**Set task:**
Revise the records below so that every "disc" reads "circle", with everything else left unchanged. Leave the pictures out of your answer.

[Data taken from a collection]
BEGIN
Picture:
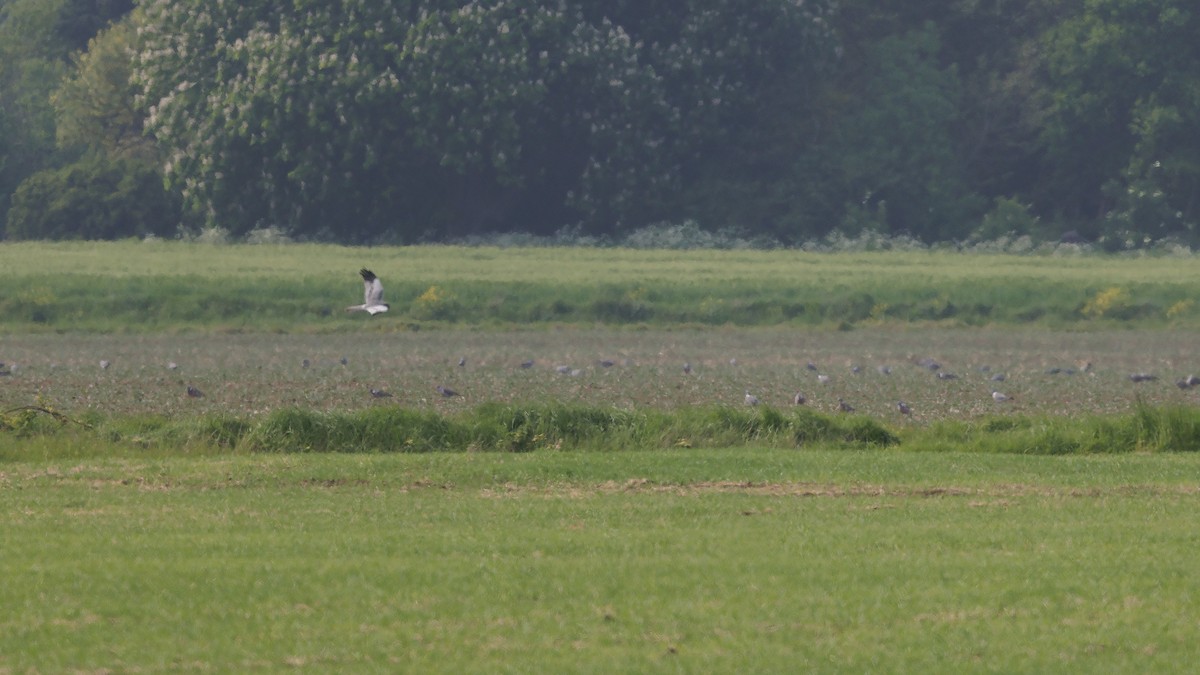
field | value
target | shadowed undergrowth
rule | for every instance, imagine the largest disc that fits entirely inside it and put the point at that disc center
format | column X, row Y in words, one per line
column 553, row 426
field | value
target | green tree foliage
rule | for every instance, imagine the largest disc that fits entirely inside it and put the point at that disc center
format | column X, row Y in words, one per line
column 1122, row 126
column 899, row 154
column 97, row 197
column 473, row 115
column 413, row 119
column 94, row 105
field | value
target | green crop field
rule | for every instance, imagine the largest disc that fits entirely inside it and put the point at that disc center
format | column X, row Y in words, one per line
column 169, row 286
column 601, row 508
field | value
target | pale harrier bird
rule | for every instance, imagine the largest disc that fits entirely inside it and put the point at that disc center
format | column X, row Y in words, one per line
column 372, row 294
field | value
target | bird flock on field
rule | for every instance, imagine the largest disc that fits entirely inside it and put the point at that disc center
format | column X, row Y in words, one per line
column 373, row 304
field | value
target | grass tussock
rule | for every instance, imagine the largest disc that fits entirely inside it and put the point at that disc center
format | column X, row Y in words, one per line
column 515, row 428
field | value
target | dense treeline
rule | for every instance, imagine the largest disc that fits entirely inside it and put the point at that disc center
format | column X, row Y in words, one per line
column 437, row 119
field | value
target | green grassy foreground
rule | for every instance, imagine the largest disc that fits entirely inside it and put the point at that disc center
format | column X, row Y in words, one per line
column 148, row 286
column 738, row 560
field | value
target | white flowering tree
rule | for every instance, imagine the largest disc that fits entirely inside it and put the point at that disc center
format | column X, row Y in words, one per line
column 402, row 117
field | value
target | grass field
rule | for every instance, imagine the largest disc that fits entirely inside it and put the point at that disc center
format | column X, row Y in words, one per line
column 172, row 286
column 133, row 544
column 711, row 560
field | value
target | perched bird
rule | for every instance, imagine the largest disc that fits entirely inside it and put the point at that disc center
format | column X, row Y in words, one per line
column 372, row 294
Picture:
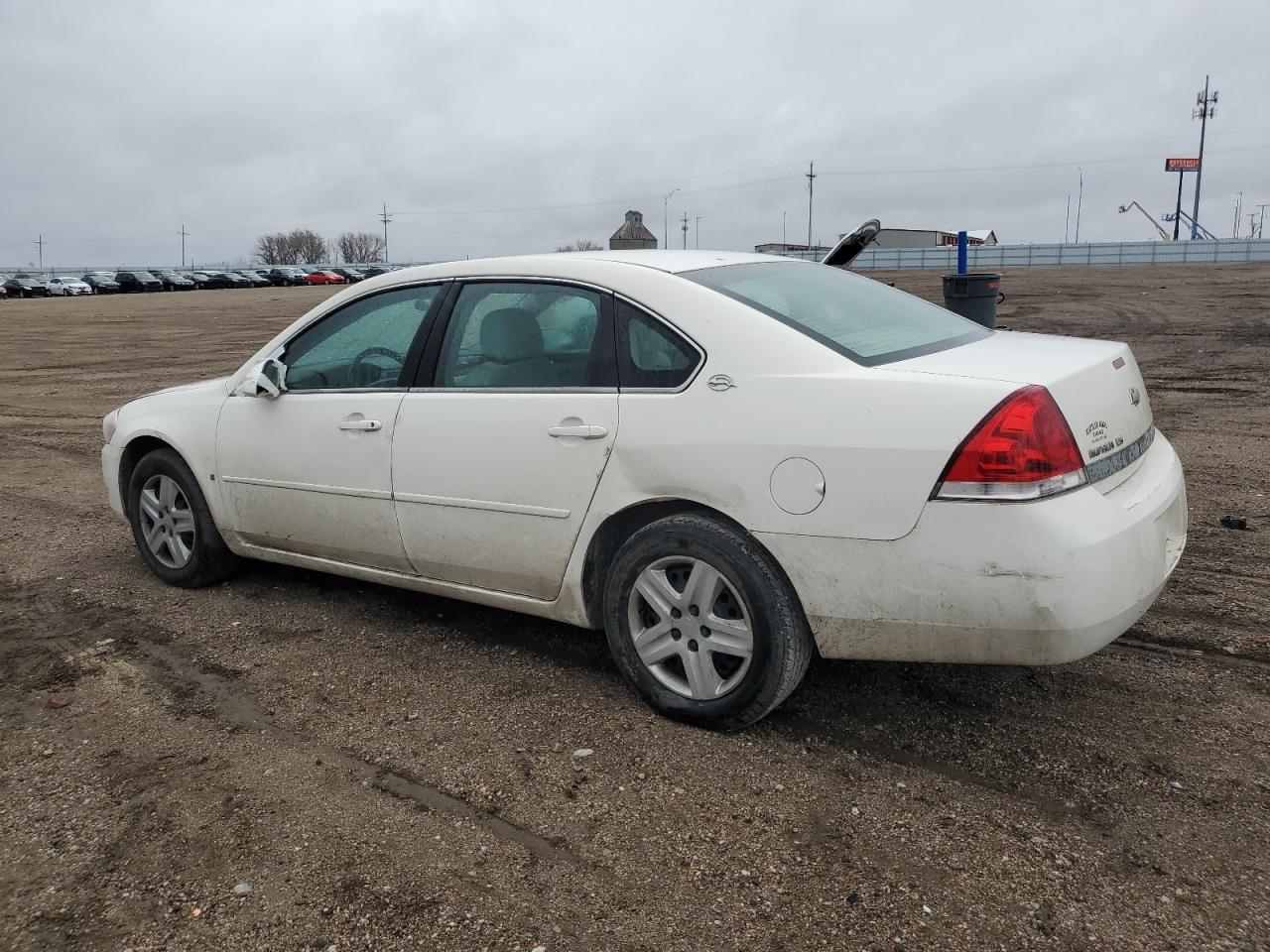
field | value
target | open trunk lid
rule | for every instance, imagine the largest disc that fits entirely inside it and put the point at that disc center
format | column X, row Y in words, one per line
column 1096, row 384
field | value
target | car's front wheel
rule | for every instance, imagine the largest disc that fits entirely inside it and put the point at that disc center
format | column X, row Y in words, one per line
column 173, row 526
column 702, row 624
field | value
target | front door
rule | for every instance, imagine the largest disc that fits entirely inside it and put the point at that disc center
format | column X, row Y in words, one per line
column 310, row 471
column 495, row 461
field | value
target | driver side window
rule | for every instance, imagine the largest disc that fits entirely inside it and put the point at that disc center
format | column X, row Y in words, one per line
column 362, row 345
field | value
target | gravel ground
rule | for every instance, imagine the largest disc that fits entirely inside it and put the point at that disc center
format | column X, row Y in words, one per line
column 293, row 761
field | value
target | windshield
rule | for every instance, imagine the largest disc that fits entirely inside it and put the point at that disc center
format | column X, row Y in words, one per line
column 861, row 318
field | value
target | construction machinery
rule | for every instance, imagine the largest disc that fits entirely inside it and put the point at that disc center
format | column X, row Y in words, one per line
column 1156, row 225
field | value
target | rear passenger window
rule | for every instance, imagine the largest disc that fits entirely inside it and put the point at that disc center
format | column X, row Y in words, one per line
column 649, row 354
column 506, row 334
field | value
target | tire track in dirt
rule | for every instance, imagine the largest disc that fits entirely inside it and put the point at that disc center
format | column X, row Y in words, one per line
column 121, row 640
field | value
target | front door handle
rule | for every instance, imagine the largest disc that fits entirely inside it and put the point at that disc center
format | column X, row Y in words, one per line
column 361, row 425
column 583, row 430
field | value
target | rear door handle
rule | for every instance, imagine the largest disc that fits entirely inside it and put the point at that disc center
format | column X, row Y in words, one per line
column 361, row 425
column 584, row 430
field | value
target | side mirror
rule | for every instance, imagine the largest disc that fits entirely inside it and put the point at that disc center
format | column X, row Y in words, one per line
column 264, row 380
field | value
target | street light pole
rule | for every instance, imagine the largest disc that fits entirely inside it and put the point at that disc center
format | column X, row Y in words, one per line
column 666, row 221
column 1080, row 199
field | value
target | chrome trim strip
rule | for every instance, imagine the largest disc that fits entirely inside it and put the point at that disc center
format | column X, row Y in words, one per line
column 310, row 488
column 344, row 390
column 515, row 508
column 513, row 390
column 1098, row 470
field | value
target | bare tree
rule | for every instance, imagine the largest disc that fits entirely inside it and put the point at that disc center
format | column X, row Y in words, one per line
column 359, row 246
column 310, row 246
column 296, row 246
column 271, row 249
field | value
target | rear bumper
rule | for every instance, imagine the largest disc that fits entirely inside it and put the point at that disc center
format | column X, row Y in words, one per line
column 997, row 583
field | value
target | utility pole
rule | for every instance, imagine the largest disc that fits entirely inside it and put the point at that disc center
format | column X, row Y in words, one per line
column 1206, row 108
column 811, row 188
column 385, row 217
column 666, row 232
column 1080, row 200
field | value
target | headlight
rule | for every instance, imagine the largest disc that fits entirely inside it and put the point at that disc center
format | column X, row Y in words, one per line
column 109, row 422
END
**Result of this task:**
Picture:
field | value
target | shadowed undergrowth
rule | for every instance, imagine the largest circle that fits entirely inside it and put the point at that circle center
format | column X, row Y in words, one per line
column 553, row 426
field | value
target | green tree foliage
rule | for every instance, imagine the largest circle that fits entirely inside it and put the point at that circle center
format | column X, row Y in words, one per line
column 1122, row 126
column 899, row 154
column 97, row 197
column 473, row 115
column 413, row 119
column 94, row 105
field | value
target | green crop field
rule | for every instance, imagine the largest circle that fits entirely inside it and put the point at that circle center
format | column X, row Y in words, one per line
column 169, row 286
column 601, row 508
field | value
target | pale harrier bird
rule | for every instance, imagine the largest circle that fits entirely inside it and put the point at that circle center
format | column X, row Y in words, one per line
column 372, row 294
field | value
target | bird flock on field
rule | for every instance, imagine the largest circle that fits entirely inside it and put the point at that circle center
format | column X, row Y in words, one per line
column 373, row 304
field | value
target | grass tussock
rule | for every instance, imagine the largest circle that fits entirely inside it and put the point at that circle center
format | column X, row Y in words, one per line
column 515, row 428
field | value
target | dense treeline
rule | for every instance, imagine the largest circle that fits entirely inside it and put the point at that circle center
format | column X, row Y in words, one per line
column 437, row 119
field | value
target | green grassy foreground
rule | for every instance, imagine the largest circle that fits entirely inside it and put the point at that circle center
format | column X, row Y in words, one per line
column 148, row 286
column 738, row 560
field | value
target | white flowering tree
rule | for every instance, imagine the largest circle that fits entirely inside it and put the point at that circle center
format | column X, row Y in words, one per line
column 402, row 117
field | value
target | grass field
rule | for every instance, imagine the largest circle that fits entirely inside it and put the point at that circle center
format | column X, row Y in words, one per line
column 172, row 286
column 133, row 544
column 711, row 560
field | value
target | perched bird
rule | for every instance, imagine the largest circle that fits entirely inside it and put the point at that circle center
format | column X, row Y in words, one per line
column 372, row 294
Picture:
field | value
target | open trunk lid
rule | for every instance, imagine the largest circle that fits entirely inside it and put the point at that circle center
format | column X, row Y in words, one per line
column 1096, row 384
field | value
target | car's front wheel
rule | for every instance, imagine the largest circle that fits entirely inside it and put the point at that circle center
format | column X, row Y in words, one per line
column 173, row 526
column 702, row 624
field | value
target | front door
rule | for every instance, imagine the largest circle that fits entirely inside it and put the point at that circle center
format | column X, row Y in words, one per line
column 310, row 471
column 495, row 461
field | value
target | driver side window
rule | for every instance, imagine the largest circle that fits entirely inside it and put the point at that circle center
format | column X, row Y in words, one per line
column 362, row 345
field | value
target | gravel ground
rule | for every instance, imagine the largest circle that fits entirely inside it and put the point at that circle center
format | column X, row Y in words, one per line
column 293, row 761
field | value
target | windshield
rule | for every instance, imagine the largest circle that fits entirely inside it and put the point at that circle center
format | column X, row Y in words, one per line
column 861, row 318
field | value
target | construction machinery
rule | for every instance, imagine the largest circle that fits entirely inside it and put the point at that circle center
format | column X, row Y in words, one per line
column 1156, row 225
field | value
target | rear passenger window
rule | for every instance, imagine the largest circle that fits entirely inside it and put the point at that circle center
format | column X, row Y in words, one per line
column 649, row 354
column 506, row 334
field | value
target | tire track in dirt
rule | for every instance, imagine the largest circle that fits entirely inside it and put the point at that circle center
format | column X, row Y in words, one per line
column 121, row 640
field | value
target | front door handle
rule | for every instance, imagine the largest circle that fits entirely inside it and put the point at that circle center
format | column X, row Y in words, one per line
column 361, row 425
column 583, row 430
field | value
target | rear door handle
rule | for every instance, imagine the largest circle that fits entirely inside it and put the point at that circle center
format | column X, row Y in words, one per line
column 361, row 425
column 584, row 430
field | value
target | side mirror
rule | for every instance, imagine the largest circle that fits entirely inside it and put the point at that circle center
format | column X, row Y in words, one per line
column 264, row 380
field | value
target | street light pole
rule | for every instance, imagine the largest circle that fits entirely inside it and put the point at that circle center
format | column X, row Y in words, one per line
column 666, row 221
column 1080, row 199
field | value
target | chrome trim strip
rule | for every instance, imagine the largest circle that fits entirely inside it and put the point at that circle center
format | column X, row Y in words, one per line
column 310, row 488
column 344, row 390
column 515, row 508
column 513, row 390
column 1098, row 470
field | value
target | bare tree
rule | for every instance, imagine the largest circle that fits entirely inside it and put the point at that circle center
format | column X, row Y in words, one per line
column 359, row 246
column 310, row 246
column 296, row 246
column 271, row 249
field | value
target | rear bumper
rule | for every instance, imagine the largest circle that fits entirely inside it and put the point at that circle center
format | column X, row Y in words, one per line
column 997, row 583
field | value
target | utility pole
rule | for every instance, imagine the largest circle that fits entirely inside it and put the point at that circle center
format | column X, row Y in words, one per line
column 1206, row 108
column 811, row 188
column 385, row 217
column 666, row 232
column 1080, row 200
field | value
target | headlight
rule | for every instance, imagine the largest circle that fits entirely inside it and put the point at that circle center
format | column X, row Y in words, one per line
column 109, row 422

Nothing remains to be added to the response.